§ **Document section**

+ + + + +

Maintenance Phase Questions and Tips

It works exactly the opposite for me… and I’m pleased with that

2 Likes

It helps to keep things moving for sure, but that stuff fills me up like crazy.

Even though its a bit of a no-no, I was using it as a food substitute for a while. The problem I ran into with that was when I needed energy and needed to hit the gas throughout a day, I had nothing. Energy level was flat.

1 Like

That’s a good point, it definitely coats your stomach a little.

I probably should have, but it wasn’t worthwhile to do so at the time. It’s a strength/muscle building program that probably isn’t best done during a deficit.

I considered this, but I need more experience cutting before I can feel comfortable ‘trusting the process’

I’ll take a look

1 Like

I think being a fatass for years has broken my nutrition sensors, so I don’t know if I can trust myself to eat only what my body needs - but this is certainly something I would like to get into. I think, for now, that I need a more quantitative process than trusting my body. It works very well for you and others too, I just don’t see myself having the capacity at this time.

I’ll have to give this some thought - I don’t think I need anything like this, but I’ll see after some research.

I cut for 6 months during the first half of last year (240bw down to 215). By the end I really felt like shit and was ready to be done. So I just knew the cut was over for now.

So like Dr. Mike said, it was time for maintenance. I started eating more, trying to stop the weight loss. But I guess that just stimulated my metabolism because I started losing more weight (215 to 212).

It took like 6 weeks of eating extra to figure out how to eat enough to maintain 215. At first I looked like shit, skinny from the cut with full guts from eating more. Like a snake that just ate a rat. Then I started to fill out and look better. It was cool.

+ + + + +

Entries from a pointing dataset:

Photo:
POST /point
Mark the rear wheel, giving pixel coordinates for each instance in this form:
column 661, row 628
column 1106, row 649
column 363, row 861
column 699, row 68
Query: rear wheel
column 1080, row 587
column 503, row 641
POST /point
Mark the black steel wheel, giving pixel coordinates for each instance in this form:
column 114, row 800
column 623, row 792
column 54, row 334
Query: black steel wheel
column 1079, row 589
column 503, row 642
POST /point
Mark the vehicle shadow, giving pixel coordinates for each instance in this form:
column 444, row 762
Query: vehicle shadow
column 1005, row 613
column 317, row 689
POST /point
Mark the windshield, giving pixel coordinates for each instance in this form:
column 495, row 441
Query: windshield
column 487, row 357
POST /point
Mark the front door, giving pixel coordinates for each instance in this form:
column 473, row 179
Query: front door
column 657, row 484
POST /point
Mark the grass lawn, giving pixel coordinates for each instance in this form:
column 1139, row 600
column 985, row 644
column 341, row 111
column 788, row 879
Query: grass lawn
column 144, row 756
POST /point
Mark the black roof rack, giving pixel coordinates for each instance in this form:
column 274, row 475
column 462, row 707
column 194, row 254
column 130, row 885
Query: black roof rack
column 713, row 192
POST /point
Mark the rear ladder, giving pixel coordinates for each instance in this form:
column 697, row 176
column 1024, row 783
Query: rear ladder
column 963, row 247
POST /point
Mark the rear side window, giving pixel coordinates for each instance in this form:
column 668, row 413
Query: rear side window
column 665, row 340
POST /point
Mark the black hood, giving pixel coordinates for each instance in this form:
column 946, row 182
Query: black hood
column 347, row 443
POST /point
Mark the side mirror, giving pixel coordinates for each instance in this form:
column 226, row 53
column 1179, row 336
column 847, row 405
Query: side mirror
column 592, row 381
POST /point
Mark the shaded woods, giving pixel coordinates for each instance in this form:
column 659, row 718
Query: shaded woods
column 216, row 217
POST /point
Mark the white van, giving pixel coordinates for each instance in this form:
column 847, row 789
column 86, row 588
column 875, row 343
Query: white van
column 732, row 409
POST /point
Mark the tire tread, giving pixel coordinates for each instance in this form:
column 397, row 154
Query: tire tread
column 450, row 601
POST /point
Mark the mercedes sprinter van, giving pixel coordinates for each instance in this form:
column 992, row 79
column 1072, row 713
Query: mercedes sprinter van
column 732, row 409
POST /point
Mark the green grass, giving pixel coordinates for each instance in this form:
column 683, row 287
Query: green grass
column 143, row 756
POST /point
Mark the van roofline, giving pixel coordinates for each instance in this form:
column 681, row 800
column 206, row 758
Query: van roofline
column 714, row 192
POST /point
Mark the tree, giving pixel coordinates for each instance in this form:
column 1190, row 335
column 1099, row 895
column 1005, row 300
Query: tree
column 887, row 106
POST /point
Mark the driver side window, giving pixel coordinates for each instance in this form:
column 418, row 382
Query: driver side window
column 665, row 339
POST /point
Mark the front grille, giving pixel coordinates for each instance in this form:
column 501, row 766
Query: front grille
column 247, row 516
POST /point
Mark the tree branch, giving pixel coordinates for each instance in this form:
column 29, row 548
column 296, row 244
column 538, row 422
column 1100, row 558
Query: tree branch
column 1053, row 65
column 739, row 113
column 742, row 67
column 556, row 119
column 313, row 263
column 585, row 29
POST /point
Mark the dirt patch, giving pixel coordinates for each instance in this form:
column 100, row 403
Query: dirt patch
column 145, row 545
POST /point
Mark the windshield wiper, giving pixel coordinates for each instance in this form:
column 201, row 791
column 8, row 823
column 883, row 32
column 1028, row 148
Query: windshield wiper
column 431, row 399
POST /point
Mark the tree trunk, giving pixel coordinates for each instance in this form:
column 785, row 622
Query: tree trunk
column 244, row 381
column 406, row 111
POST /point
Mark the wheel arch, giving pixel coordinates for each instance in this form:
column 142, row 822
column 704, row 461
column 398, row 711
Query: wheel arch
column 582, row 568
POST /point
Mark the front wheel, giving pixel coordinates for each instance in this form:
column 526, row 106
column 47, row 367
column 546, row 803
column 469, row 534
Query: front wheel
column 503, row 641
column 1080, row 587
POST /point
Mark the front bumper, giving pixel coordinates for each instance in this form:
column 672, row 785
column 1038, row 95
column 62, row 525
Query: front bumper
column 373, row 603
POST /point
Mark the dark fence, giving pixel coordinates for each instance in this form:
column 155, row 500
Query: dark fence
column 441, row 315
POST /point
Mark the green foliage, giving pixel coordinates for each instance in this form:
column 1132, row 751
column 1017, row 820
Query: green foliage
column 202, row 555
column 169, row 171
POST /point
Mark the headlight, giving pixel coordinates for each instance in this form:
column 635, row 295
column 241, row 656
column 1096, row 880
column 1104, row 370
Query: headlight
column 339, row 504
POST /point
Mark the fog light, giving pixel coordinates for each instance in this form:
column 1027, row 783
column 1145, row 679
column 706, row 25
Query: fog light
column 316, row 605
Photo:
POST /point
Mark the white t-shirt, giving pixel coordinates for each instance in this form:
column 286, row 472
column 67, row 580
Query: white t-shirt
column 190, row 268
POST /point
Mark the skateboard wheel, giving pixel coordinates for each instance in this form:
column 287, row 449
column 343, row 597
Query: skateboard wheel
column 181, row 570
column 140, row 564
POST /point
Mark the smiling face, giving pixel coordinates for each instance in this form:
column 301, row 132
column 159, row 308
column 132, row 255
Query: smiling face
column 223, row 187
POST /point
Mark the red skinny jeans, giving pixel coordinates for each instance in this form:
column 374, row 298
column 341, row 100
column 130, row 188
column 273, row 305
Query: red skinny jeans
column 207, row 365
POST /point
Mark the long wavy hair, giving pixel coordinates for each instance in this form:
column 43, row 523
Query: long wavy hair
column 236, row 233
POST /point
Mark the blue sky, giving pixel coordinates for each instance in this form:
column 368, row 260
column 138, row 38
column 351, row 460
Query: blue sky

+ + + + +

§ **Given instruction 1**
Rewrite the part of the forum thread that opens with the words containing "I’ll take a" and closes with "at this time.", changing "nutrition sensors" to "hunger signals".
§ **Given instruction 2**
Format the records as a numbered list, from their first line through the line containing "column 347, row 443", leaving out blank lines.
The forum thread and the records are independent pieces of material with no connection to each other.

§ **Task solution 1**
I’ll take a look

1 Like

I think being a fatass for years has broken my hunger signals, so I don’t know if I can trust myself to eat only what my body needs - but this is certainly something I would like to get into. I think, for now, that I need a more quantitative process than trusting my body. It works very well for you and others too, I just don’t see myself having the capacity at this time.

§ **Task solution 2**
1. Photo:
2. POST /point
3. Mark the rear wheel, giving pixel coordinates for each instance in this form:
4. column 661, row 628
5. column 1106, row 649
6. column 363, row 861
7. column 699, row 68
8. Query: rear wheel
9. column 1080, row 587
10. column 503, row 641
11. POST /point
12. Mark the black steel wheel, giving pixel coordinates for each instance in this form:
13. column 114, row 800
14. column 623, row 792
15. column 54, row 334
16. Query: black steel wheel
17. column 1079, row 589
18. column 503, row 642
19. POST /point
20. Mark the vehicle shadow, giving pixel coordinates for each instance in this form:
21. column 444, row 762
22. Query: vehicle shadow
23. column 1005, row 613
24. column 317, row 689
25. POST /point
26. Mark the windshield, giving pixel coordinates for each instance in this form:
27. column 495, row 441
28. Query: windshield
29. column 487, row 357
30. POST /point
31. Mark the front door, giving pixel coordinates for each instance in this form:
32. column 473, row 179
33. Query: front door
34. column 657, row 484
35. POST /point
36. Mark the grass lawn, giving pixel coordinates for each instance in this form:
37. column 1139, row 600
38. column 985, row 644
39. column 341, row 111
40. column 788, row 879
41. Query: grass lawn
42. column 144, row 756
43. POST /point
44. Mark the black roof rack, giving pixel coordinates for each instance in this form:
45. column 274, row 475
46. column 462, row 707
47. column 194, row 254
48. column 130, row 885
49. Query: black roof rack
50. column 713, row 192
51. POST /point
52. Mark the rear ladder, giving pixel coordinates for each instance in this form:
53. column 697, row 176
54. column 1024, row 783
55. Query: rear ladder
56. column 963, row 247
57. POST /point
58. Mark the rear side window, giving pixel coordinates for each instance in this form:
59. column 668, row 413
60. Query: rear side window
61. column 665, row 340
62. POST /point
63. Mark the black hood, giving pixel coordinates for each instance in this form:
64. column 946, row 182
65. Query: black hood
66. column 347, row 443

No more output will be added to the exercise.